> EXERCISE AIM: Count the lines in the items below that contain the string "beak" and reply with that number alone.

--- start of DATA PROVIDED ---

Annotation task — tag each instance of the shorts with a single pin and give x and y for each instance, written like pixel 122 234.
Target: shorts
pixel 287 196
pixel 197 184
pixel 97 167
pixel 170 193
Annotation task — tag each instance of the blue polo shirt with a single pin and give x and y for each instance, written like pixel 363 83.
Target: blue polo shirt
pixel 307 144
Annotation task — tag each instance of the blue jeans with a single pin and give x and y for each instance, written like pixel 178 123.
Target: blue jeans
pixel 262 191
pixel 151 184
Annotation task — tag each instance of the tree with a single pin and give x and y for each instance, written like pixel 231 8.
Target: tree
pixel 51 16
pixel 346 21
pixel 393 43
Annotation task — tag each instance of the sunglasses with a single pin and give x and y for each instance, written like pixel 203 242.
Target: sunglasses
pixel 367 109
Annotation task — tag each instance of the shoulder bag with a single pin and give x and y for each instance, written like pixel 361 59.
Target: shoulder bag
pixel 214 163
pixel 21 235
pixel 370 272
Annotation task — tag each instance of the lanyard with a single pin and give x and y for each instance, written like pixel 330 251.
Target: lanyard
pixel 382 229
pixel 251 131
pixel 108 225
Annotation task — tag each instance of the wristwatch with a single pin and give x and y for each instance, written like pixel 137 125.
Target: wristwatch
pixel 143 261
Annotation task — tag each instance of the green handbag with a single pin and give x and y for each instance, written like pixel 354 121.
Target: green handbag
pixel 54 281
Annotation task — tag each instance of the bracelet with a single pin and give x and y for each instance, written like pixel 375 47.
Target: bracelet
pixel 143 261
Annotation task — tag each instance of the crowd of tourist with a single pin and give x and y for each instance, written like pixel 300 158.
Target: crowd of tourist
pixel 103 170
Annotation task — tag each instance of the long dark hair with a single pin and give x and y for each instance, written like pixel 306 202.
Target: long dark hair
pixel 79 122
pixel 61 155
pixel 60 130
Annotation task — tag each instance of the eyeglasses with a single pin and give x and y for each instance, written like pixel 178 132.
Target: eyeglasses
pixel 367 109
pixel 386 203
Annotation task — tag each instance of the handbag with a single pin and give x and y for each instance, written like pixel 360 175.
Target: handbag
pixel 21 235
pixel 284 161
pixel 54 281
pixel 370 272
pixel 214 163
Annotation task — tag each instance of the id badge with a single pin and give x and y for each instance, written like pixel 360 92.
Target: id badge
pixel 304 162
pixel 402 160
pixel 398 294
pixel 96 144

--- end of DATA PROVIDED ---
--- start of DATA PROVIDED ---

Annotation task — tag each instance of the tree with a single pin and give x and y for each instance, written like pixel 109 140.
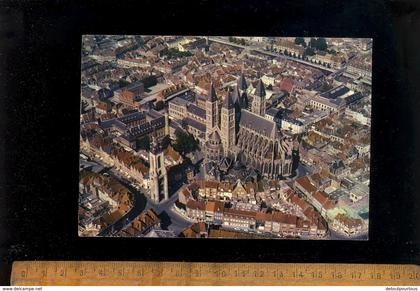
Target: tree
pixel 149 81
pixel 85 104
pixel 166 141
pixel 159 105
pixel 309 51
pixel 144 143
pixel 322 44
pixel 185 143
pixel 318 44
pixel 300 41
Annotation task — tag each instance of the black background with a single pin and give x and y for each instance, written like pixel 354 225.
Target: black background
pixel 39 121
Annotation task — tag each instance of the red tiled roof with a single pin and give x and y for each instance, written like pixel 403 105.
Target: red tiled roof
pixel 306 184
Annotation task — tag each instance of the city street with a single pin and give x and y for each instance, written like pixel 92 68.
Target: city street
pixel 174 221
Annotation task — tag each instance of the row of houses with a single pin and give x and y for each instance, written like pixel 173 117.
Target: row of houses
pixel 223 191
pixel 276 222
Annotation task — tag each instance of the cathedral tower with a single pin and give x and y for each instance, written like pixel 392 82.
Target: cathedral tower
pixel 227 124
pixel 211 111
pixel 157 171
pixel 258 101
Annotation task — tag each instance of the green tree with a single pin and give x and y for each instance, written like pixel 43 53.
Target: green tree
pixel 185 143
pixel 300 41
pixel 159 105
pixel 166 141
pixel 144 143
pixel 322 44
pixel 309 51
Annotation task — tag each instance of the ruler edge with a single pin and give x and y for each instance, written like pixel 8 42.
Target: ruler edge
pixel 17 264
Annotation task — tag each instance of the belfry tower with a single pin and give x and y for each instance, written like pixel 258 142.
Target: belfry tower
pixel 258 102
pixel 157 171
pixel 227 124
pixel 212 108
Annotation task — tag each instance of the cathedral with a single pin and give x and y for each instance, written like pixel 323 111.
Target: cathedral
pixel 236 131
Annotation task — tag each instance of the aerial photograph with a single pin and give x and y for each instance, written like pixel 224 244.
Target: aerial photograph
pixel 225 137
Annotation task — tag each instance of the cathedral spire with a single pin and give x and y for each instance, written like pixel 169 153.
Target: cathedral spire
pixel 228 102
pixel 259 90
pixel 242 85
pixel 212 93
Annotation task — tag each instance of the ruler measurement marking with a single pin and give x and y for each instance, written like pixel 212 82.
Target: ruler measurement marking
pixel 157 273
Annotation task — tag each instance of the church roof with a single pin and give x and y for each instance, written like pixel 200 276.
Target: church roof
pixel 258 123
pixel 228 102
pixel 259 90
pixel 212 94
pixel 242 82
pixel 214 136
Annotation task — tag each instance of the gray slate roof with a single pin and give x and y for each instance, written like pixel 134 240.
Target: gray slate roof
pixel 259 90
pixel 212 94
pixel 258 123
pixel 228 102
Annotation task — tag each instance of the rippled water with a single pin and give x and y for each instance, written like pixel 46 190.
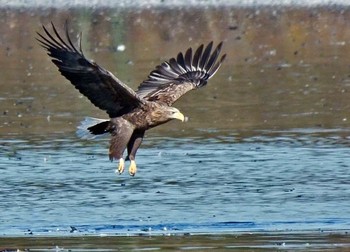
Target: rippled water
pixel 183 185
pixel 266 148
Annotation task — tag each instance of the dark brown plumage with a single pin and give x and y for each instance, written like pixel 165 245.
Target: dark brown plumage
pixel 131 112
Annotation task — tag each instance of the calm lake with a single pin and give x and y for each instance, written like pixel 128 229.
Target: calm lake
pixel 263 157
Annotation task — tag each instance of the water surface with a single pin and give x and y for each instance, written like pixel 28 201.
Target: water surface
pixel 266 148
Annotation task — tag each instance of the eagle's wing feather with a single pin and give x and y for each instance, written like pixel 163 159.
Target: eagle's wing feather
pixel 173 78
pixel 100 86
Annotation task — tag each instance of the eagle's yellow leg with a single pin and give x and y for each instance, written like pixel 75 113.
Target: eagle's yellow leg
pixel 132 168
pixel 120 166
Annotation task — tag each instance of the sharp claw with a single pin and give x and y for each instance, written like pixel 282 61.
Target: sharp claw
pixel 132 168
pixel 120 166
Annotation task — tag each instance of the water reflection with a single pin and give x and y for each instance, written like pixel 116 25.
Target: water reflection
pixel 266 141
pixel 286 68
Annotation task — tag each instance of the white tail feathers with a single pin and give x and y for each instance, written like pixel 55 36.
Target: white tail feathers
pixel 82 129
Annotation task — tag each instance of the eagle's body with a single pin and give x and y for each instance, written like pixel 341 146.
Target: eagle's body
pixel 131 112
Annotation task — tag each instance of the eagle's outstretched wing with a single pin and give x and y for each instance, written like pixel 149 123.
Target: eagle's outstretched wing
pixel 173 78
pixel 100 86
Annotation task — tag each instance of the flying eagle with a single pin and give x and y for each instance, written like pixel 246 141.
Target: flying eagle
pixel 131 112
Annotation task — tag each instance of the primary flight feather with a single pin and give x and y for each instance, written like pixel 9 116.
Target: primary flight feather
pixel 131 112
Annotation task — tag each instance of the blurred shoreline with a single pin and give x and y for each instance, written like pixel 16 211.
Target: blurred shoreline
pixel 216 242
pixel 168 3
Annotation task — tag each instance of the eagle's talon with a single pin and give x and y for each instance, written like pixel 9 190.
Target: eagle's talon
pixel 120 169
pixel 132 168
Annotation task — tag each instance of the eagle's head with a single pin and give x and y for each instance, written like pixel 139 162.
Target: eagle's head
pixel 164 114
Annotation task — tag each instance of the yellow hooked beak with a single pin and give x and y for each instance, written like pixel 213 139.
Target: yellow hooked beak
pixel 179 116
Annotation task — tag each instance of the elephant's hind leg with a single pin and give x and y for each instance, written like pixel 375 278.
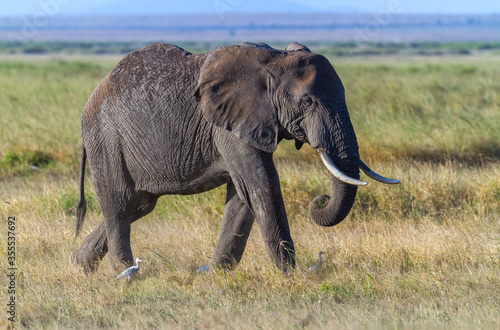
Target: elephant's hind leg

--- end of DATA PROVIDED ---

> RESULT OF THIS EXERCISE: 2